TUJUAN LATIHAN:
Menurut aturan yang dijelaskan dalam teks tentang noken di bawah, warisan budaya tak benda merujuk pada praktik budaya yang melibatkan sejumlah hal. Sebutkan semua hal tersebut dan tulis setiap hal satu kali saja.

TEKS BACAAN:
┌──

JAKARTA, ODIYAIWUU.com — Iklan promosi tas modern bermotif noken yang menghilangkan keaslian karya khas budaya Papua dan beredar di jagat maya menunjukkan, para pihak sama sekali tidak menghormati kearifan lokal masyarakat bumi Cenderawasih. Para pihak juga dinilai tidak menghargai mama-mama Papua pengrajin noken.
Padahal, noken sudah diakui sebagai Warisan Budaya tak Benda (Intangible Cultural Heritage) Organisasi Bidang Pendidikan, Ilmu Pengetahuan, dan Kebudayaan Perserikatan Bangsa-Bangsa (PBB) atau United Nations Educational, Scientific and Cultural Organization (Unesco).
Noken sebagai Warisan Budaya tak Benda Unesco juga jelas tercantum dalam Pasal 2 Ayat 2 Konvensi untuk Perlindungan Warisan Budaya atau Convention for The Safeguarding of The Intangible Cultural Heritage tahun 2003.
Dalam aturan ini dijelaskan, warisan budaya tak benda merujuk pada praktik budaya yang melibatkan, ekspresi, representasi, ekspresi, pengetahuan, keterampilan, serta instrumen, artefak, objek serta ruang-ruang budaya yang terkait dengan kelompok masyarakat maupun perorangan.
“Produk tas modern bermotif noken yang menghilangkan keaslian dan kekhasan motif asli noken sama sekali tidak menghormati kearifan lokal masyarakat Papua juga tidak menghargai mama-mama Papua pengrajin noken,” ujar Titus Pekei, pencetus noken sebagai salah satu Warisan Budaya tak Benda Unesco Titus Pekei kepada Odiyaiwuu.com di Jakarta, Minggu (4/5).
Menurut Titus, protes juga disampaikan beberapa komunitas pengrajin noken di tanah Papua. Tas modern bermotif noken yang dipromosikan melalui jejaring maya dengan memodifikasi sesuai selera dinilai tidak menghargai orisinalitas karya intelektual dan produk khas budaya masyarakat tanah Papua, terutama mama-mama pengrajin lokal. Para pihak dituding membeli noken asli lalu menggunting dan menempelkan pada tas modern demi mengejar keuntungan ekonomi.

└──

DATA DITAMPILKAN:
┌──

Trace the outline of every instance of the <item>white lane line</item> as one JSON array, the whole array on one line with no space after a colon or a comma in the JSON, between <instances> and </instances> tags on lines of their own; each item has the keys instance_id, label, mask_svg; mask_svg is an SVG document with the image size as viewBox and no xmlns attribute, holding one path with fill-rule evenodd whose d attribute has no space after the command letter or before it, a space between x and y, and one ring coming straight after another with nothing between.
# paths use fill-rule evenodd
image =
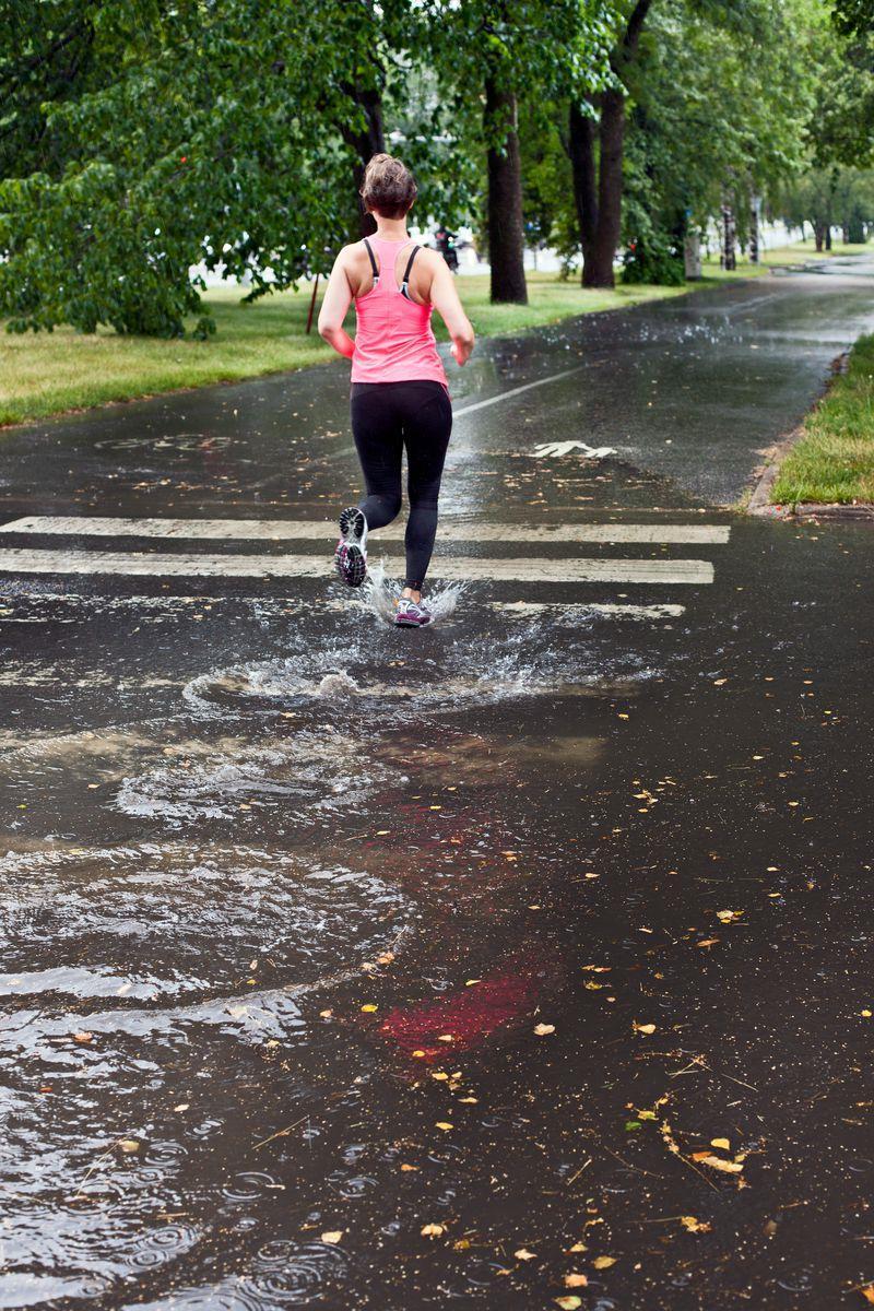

└──

HASIL TUGAS:
- ekspresi
- representasi
- pengetahuan
- keterampilan
- instrumen
- artefak
- objek
- ruang-ruang budaya